• **DOCUMENT SEGMENT**:
┄┄┄┄┄┄┄┄┄┄

Addendum: welcome home and thank you to the service men and women of the Harry S. Truman, the Oscar Austin, the San Jacinto, and the Winston S. Churchill and anyone else who returned home. Hope your reunion was so great you had to take your shoes off.

 

Comments are Closed

  1. Lauren Dane says:

    Oh FFS! Seriously the things people get up in arms over!  It’s a pretty picture, stunning in the contrast of the vivid sky and the shoes. As for the bare legs, I rarely see women in hose during the days in the summer, I don’t wear them and letters behind my name notwithstanding, I don’t think it’s trashy or vulgar at all to not wear hose in the heat. (although I do have these nifty little hose inserts I wear under the shoe. I got them at a dance wear store – they fit my foot but you can’t see them outside the shoe at all) This could also be a coastal thing, I can’t speak for east coasters but I grew up in Southern California and have been in the northwest for twenty years and I rarely see women in hose in the summer – and tights are the norm up here for the winter.)

    Back from tangentland here – the photo is poignant – she’s got her legs crossed in a way that shows her anxiousness and yes her stickers are still on the bottom but goodness if I hadn’t seen my husband in a year and worried he’d be killed every day, I don’t know if I’d be thinking of pulling the price tags off the bottom of my shoes anticipating this photo, LOL.

  2. Katherine C. says:

    I don’t really know that I can say it any better than anyone else has. It astounds me that anyone could have anything negative to say about that photo. As has been pointed out already, to me it clearly says, HE’S HOME!!!! And I can’t wait to celebrate in the MOST FUN WAY POSSIBLE!!!! and look good doing it. Someone else also already said the price tag still stuck on the shoe just shows that she had more important things on her mind as she waited for her hubby to finally return home safe and sound than whether or not her freaking shoes still had a tag on. Who gives a sh*t? She certainly doesn’t—and I’ll bet her husband didn’t either. He probably thought they were fantastic and was focused on how hot his wife was and how great that she got dressed up just for him. Get over it people. The editor probably went with it because it was something different, not the father hugging kids/wife photo we’ve all seen a million times. In my opinion this shot is just as fabulous as the shoes. If I was subbing for my editor and I had that photo, I’d make it the lead too. Oh, and where did she get those, because I want a pair … Guess I’m just a cheap tramp at heart.

┄┄┄┄┄┄┄┄┄┄

• **TASK 1**:
Duplicate the homecoming photo discussion between "Oh FFS! Seriously" and "for the winter.)", inclusive.
• **TASK 2**:
Which ships does the homecoming photo discussion name in its addendum?
• **TASK 3**:
Please write what comes next in the homecoming photo discussion, picking up after its final sentence.

• **Entries from a point annotation set**:
┄┄┄┄┄┄┄┄┄┄

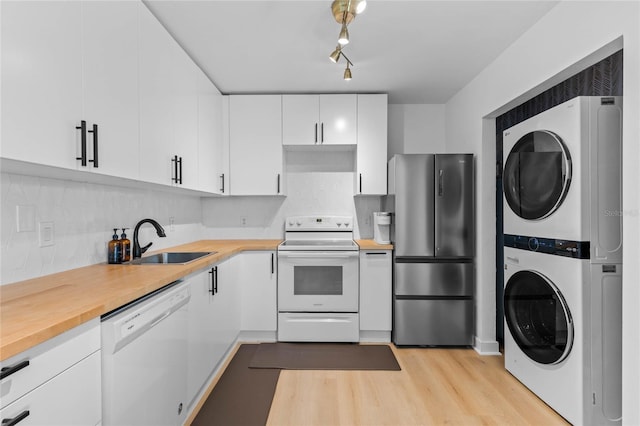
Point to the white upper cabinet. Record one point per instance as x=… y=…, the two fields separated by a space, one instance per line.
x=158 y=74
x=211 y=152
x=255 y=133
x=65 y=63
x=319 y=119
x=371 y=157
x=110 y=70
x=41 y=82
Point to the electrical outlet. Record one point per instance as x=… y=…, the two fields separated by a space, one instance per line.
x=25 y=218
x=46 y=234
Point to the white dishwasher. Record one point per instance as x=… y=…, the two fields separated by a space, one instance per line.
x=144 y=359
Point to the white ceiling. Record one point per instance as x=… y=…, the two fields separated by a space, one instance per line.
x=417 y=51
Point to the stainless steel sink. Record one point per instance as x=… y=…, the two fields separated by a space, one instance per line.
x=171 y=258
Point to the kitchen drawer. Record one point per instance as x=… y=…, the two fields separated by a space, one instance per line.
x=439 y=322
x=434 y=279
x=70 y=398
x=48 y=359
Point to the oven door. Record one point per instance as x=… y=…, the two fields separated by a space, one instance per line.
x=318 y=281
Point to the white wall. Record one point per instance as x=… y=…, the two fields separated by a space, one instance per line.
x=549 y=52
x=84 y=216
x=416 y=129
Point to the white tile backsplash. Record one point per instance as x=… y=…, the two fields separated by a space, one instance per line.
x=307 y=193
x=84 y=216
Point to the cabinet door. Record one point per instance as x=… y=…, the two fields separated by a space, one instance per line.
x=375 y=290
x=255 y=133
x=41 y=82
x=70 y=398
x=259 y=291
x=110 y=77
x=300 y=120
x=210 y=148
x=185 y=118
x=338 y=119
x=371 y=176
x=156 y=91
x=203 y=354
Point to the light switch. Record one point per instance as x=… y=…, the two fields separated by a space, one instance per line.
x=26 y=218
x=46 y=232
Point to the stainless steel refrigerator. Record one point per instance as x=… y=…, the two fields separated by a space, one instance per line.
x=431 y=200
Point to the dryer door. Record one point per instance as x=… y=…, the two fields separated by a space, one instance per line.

┄┄┄┄┄┄┄┄┄┄

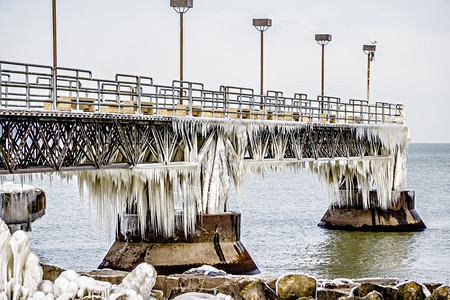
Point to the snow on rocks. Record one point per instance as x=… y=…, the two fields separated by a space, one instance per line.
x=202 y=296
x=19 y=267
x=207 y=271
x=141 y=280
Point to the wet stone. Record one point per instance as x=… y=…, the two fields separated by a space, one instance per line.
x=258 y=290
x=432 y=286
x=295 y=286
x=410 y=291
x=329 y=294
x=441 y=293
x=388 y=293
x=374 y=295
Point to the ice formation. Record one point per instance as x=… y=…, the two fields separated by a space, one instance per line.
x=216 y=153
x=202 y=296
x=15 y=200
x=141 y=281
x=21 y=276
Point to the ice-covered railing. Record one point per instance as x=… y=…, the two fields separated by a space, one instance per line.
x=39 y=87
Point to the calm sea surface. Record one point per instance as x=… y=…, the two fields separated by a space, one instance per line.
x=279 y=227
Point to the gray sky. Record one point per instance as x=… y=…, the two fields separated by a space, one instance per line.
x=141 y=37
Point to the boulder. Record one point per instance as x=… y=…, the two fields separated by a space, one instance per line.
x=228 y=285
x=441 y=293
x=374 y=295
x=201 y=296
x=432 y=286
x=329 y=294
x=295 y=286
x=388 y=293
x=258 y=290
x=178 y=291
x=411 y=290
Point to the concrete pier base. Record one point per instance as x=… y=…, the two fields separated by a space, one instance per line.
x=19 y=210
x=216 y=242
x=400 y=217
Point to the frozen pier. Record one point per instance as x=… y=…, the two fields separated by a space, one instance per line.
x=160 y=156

┄┄┄┄┄┄┄┄┄┄

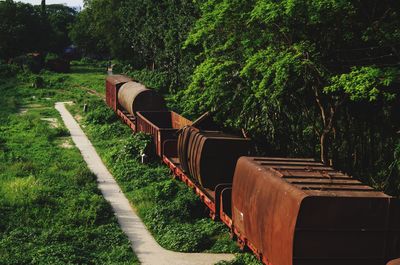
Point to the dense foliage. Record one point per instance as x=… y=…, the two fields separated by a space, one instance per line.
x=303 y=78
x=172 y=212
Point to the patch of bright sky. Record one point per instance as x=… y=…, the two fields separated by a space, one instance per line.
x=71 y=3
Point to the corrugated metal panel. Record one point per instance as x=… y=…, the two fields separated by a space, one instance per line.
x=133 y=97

┄┄┄┄┄┄┄┄┄┄

• **TASK RESULT 1**:
Oh FFS! Seriously the things people get up in arms over!  It’s a pretty picture, stunning in the contrast of the vivid sky and the shoes. As for the bare legs, I rarely see women in hose during the days in the summer, I don’t wear them and letters behind my name notwithstanding, I don’t think it’s trashy or vulgar at all to not wear hose in the heat. (although I do have these nifty little hose inserts I wear under the shoe. I got them at a dance wear store – they fit my foot but you can’t see them outside the shoe at all) This could also be a coastal thing, I can’t speak for east coasters but I grew up in Southern California and have been in the northwest for twenty years and I rarely see women in hose in the summer – and tights are the norm up here for the winter.)

• **TASK RESULT 2**:
Harry S. Truman
Oscar Austin
San Jacinto
Winston S. Churchill

• **TASK RESULT 3**:
  3. Jessica says:

    “asexualization of the military”

    This caught my eye as I read an article last quarter for school that discussed how we construct the “goodness of America”. The author, Benedict Anderson, commented about the military twice, but the second time he talked about our youth in the military as a symbol of strength, vitality and virility; of a celibate fraternity. He goes on to suggest that that is why there have been so many issues with gay, lesbian, and female soldiers. It makes “possible” sexual love.

  4. Jzygail says:

    I’ve clearly spent WAY too much time on Project Rungay’s blog because my first thought regarding the appropriateness/inappropriateness was, “Well, I’d have the see the dress, wouldn’t I?”

  5. J.C. Wilder says:

    That photo is utterly brilliant. It highlights everything romance is about – anticipation, love, excitement…good shoes.

    As for people desexualizing the homecoming of soldiers, Americans have such a twisted identity when it comes to sex this isn’t terribly surprising, IMO. These people take themselves way too seriously and they should learn to have fun.

    Being ‘serious’ doesn’t make you a better American – acknowledging the sacrifices of the men and woman of the armed forces does. Because of them we live in a country where women can where hot pink shoes and not be stoned as a harlot (Iraq) and we have unfettered access to the internet (unlike China) – we owe it to those serving to wear pink shoes to celebrate and remember what this country was founded upon.

    Can you tell I come from a long line of men who served? 🙂

  6. Taylor Reynolds says:

    Hi Sarah! I’m just going through the comments again. Yep, I’ve been home for about six weeks now. It’s fantastic! But the waiting for him to get home next…that really sucks!!! Somehow it’s easier when you’re both deployed…

  7. Lu says:

    Wow, so much fuss over a pair of pink shoes…

    My honest first thought – I’d never be comfortable in a pair of shoes like that.  I always feel too wobbly and off-balance on heels that high.  So the fact that she’s wearing them suggests that she’s got far more balance than I – or at least isn’t worried about falling in the heels.

    Second thought – I guess she likes pink.  Many people do, though I’m not big on wearing it.  And this is a very bright pink, not a powdery pastel.  It’s PINK! not pink.  She’s clearly not worried about what other people will say about her color choices.

    And yes, I do hope that the shoes coordinate well with the rest of her outfit.  Good for her, wear whatever she feels suitable and appropriate for welcoming her husband home – note the key word.  What SHE feels suitable and appropriate.

    Personally, I’d half expect her to be more freaked out that someone was crouching/laying behind her snapping photographs of her legs than the discussion about her shoes.

    As for the tattoo on her ankle… so what?  If she wants on, why should the rest of us care?  I bet she has an assortment of heart shaped jewelry to coordinate with that little heart.

    entire62 – no, I’m sure more than 62 people are too worked up.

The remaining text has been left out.